## Begin ENTRIES SHOWN
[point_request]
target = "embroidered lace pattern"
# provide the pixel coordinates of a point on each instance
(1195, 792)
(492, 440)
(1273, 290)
## End ENTRIES SHOWN
Scale all the items above by rewriting each one in full, multiplying every point coordinate in the answers by 1.55 and rounding to whole numbers, with halves rounded up.

## [ANSWER TO THE PROBLEM]
[point_request]
target = "embroidered lace pattern"
# provide the pixel coordinates of a point on each instance
(1852, 1228)
(763, 682)
(1973, 450)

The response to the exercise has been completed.